--- Start GIVEN RECORDS ---

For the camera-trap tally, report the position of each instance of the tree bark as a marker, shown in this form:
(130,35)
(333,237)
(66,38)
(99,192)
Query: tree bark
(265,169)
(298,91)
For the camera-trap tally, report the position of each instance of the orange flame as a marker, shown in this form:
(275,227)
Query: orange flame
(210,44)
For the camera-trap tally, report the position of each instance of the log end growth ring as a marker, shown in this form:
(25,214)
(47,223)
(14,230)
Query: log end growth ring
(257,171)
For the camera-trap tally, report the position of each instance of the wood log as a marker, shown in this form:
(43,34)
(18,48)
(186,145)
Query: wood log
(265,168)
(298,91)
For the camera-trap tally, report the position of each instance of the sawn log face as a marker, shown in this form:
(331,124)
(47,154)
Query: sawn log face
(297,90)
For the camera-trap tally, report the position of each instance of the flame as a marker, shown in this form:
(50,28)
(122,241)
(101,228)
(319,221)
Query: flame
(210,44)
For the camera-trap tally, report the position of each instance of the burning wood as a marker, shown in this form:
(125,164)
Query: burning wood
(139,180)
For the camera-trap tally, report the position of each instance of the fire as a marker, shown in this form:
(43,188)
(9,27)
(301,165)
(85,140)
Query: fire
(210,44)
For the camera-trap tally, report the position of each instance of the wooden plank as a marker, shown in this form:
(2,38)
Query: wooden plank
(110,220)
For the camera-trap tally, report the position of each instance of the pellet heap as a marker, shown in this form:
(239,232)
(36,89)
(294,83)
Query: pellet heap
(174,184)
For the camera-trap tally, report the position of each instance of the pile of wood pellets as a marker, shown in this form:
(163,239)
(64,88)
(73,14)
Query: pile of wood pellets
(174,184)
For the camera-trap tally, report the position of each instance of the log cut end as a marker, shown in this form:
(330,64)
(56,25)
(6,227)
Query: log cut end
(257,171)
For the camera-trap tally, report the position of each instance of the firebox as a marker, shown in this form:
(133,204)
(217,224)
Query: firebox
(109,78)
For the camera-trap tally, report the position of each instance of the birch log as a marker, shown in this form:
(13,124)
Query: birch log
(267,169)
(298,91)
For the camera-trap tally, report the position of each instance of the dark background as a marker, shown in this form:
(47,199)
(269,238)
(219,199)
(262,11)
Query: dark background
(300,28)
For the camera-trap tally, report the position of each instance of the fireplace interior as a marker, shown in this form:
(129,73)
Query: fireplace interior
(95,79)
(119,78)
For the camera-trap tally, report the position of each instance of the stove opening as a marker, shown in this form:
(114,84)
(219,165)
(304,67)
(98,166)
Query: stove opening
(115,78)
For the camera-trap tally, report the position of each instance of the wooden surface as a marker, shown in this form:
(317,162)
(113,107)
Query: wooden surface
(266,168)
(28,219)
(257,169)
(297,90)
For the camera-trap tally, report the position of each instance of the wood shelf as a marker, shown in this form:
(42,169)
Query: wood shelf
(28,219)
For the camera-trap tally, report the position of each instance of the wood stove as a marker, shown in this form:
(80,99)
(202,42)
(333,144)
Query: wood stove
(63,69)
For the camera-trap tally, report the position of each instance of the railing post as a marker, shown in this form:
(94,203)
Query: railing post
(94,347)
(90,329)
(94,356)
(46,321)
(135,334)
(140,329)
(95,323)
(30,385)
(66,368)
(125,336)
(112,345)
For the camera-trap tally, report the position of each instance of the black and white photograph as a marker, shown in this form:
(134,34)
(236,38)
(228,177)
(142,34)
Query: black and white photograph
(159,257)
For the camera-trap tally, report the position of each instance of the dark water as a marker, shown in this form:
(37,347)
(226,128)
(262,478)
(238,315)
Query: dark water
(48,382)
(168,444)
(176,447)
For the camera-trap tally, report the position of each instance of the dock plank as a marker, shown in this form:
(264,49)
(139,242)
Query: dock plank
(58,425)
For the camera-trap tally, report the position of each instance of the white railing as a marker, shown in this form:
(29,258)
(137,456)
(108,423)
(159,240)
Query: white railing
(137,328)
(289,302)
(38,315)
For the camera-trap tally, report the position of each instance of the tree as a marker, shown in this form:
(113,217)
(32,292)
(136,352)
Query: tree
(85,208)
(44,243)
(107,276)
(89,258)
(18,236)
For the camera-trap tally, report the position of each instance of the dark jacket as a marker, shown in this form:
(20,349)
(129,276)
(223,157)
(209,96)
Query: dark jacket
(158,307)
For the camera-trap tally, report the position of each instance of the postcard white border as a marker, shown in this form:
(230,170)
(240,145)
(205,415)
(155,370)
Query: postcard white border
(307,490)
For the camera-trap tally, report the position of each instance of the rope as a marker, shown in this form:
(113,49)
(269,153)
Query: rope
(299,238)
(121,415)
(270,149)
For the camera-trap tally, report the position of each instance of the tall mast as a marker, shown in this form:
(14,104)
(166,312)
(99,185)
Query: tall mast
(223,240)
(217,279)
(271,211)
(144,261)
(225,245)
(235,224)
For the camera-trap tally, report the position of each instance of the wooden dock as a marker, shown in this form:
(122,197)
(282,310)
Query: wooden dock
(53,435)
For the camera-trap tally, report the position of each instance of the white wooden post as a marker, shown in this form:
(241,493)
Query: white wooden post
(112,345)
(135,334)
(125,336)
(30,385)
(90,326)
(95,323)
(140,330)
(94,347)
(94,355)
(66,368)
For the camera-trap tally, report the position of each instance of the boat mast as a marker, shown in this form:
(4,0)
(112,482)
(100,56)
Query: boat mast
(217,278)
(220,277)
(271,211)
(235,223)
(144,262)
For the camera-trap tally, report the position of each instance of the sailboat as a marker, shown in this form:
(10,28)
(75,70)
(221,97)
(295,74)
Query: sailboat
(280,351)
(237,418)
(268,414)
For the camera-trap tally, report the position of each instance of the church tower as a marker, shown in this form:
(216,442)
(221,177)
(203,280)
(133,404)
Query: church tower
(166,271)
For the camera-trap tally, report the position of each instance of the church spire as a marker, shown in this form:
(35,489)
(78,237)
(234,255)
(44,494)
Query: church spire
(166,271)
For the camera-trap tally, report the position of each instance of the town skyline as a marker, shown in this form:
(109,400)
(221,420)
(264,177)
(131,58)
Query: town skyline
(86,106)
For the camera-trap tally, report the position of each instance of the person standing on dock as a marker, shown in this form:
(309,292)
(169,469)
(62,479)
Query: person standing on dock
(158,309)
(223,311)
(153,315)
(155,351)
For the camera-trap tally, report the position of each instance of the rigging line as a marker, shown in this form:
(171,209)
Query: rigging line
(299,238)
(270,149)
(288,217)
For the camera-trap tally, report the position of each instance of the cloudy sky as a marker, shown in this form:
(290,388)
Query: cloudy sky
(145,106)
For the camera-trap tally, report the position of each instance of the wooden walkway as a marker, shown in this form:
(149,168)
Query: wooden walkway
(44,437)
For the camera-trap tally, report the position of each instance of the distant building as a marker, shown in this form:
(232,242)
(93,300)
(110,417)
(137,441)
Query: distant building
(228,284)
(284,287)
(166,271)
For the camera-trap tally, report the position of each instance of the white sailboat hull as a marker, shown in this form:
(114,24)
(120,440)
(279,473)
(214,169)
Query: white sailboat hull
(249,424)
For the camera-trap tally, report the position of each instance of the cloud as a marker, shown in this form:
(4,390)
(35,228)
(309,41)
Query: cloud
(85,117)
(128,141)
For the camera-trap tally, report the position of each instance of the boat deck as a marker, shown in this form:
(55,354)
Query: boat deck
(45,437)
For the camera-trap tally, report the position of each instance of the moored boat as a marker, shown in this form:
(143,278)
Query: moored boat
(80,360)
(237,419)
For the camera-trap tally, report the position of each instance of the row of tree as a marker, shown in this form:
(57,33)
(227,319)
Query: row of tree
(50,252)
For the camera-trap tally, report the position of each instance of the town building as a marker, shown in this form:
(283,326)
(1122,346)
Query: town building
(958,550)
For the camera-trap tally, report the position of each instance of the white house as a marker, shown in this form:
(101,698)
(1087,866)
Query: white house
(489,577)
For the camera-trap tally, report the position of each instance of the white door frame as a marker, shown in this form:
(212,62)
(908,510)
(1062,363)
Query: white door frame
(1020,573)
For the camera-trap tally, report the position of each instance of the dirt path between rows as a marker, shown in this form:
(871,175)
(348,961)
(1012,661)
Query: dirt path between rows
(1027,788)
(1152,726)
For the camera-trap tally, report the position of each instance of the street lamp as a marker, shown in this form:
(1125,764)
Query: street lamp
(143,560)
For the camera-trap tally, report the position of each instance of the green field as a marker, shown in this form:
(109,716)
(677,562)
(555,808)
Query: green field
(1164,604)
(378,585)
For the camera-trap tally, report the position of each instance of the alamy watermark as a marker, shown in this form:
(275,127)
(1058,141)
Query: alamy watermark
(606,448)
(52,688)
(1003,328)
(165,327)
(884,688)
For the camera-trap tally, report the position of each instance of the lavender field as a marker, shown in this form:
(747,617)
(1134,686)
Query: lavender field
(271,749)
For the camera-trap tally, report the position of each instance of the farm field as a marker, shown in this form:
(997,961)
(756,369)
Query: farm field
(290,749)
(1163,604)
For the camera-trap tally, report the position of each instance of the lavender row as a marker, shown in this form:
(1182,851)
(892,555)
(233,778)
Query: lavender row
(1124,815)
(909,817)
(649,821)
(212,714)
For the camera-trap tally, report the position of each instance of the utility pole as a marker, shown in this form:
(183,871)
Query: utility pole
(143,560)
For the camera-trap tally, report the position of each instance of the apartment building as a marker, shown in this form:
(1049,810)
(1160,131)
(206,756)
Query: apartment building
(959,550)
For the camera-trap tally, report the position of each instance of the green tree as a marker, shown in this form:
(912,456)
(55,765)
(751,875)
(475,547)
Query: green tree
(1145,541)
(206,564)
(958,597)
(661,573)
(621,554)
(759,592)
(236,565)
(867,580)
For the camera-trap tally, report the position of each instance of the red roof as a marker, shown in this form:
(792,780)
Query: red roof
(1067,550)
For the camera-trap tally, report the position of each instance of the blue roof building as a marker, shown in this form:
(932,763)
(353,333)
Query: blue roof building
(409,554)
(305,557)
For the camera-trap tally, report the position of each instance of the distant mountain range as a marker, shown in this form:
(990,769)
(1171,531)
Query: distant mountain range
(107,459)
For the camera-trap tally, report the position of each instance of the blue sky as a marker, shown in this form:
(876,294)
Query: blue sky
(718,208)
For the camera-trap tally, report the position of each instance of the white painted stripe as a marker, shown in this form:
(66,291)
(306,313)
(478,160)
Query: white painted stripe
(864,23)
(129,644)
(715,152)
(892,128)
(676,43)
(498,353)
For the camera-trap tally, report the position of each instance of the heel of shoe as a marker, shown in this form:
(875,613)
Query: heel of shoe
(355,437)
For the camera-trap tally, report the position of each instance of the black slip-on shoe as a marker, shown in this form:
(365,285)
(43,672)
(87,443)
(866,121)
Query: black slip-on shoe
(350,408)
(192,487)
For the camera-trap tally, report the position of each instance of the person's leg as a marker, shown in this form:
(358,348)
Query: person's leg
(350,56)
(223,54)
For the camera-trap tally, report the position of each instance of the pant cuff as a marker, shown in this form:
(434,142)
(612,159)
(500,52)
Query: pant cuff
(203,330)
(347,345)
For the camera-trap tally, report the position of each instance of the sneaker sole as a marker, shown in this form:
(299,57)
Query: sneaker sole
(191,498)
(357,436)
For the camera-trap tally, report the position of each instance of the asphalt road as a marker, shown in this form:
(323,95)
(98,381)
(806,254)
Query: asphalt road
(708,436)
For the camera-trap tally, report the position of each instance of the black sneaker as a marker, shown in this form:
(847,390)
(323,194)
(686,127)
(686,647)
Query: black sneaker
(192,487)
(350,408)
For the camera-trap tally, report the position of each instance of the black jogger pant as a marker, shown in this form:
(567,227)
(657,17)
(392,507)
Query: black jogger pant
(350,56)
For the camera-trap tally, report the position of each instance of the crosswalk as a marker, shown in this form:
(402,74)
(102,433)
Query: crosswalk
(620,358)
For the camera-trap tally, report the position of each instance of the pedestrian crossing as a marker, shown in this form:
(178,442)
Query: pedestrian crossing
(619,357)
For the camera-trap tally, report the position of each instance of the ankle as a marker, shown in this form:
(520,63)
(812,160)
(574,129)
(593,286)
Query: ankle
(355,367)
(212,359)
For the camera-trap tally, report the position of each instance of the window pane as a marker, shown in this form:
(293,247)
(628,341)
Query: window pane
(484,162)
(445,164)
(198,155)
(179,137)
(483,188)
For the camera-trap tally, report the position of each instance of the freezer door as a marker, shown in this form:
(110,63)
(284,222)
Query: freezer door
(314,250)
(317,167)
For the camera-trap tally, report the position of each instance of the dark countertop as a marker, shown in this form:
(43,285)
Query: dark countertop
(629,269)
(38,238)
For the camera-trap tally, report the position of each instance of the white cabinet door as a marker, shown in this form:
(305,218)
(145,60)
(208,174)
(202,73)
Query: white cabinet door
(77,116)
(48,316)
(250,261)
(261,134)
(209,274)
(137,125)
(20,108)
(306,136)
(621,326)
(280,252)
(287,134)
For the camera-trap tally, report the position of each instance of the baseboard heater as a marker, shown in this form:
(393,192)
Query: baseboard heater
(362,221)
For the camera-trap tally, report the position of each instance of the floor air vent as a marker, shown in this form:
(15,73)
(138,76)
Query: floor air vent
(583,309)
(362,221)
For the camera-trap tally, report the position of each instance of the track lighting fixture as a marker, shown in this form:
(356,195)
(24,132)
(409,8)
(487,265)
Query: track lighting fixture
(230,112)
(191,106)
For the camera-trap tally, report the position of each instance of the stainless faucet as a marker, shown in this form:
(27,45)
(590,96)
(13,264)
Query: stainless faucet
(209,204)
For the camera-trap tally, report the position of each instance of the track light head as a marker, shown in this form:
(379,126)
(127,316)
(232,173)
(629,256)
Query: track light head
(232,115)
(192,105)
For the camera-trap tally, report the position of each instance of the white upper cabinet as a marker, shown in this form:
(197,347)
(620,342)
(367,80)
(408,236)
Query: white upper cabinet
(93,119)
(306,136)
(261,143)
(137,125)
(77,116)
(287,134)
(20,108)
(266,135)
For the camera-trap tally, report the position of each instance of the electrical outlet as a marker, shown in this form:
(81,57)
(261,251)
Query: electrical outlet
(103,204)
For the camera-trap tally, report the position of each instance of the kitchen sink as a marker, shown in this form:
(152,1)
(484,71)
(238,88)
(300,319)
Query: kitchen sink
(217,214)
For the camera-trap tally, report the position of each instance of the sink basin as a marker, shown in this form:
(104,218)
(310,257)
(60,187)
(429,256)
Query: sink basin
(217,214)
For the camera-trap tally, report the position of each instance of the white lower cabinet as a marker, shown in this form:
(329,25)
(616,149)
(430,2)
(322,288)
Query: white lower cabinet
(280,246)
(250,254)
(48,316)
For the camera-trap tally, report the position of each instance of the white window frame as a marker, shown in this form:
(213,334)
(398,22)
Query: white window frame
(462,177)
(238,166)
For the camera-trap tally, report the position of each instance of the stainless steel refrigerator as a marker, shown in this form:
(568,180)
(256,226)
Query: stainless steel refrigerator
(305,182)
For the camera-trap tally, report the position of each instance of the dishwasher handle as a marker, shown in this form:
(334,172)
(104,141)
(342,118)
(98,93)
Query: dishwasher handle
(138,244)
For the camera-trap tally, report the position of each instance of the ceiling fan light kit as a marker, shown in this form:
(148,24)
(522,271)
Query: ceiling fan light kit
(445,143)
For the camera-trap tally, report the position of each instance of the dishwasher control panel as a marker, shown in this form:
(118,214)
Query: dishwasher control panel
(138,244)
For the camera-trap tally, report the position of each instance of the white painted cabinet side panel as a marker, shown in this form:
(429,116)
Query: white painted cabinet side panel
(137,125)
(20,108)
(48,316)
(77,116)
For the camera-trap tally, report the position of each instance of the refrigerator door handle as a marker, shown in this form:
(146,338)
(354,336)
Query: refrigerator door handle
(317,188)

--- End GIVEN RECORDS ---

Copy the rows above word for word, starting at the line that contains "side panel as" and ending at the final line of the rows.

For the camera-trap tally, report the position of each instance of the white painted cabinet side panel as a marker, shown in this form:
(429,116)
Query: white painted cabinet side panel
(137,125)
(20,108)
(48,316)
(77,116)
For the camera-trap tally, report the position of each instance of the refrigerator door handle as a marker, shown in this form:
(146,338)
(354,336)
Query: refrigerator door handle
(317,188)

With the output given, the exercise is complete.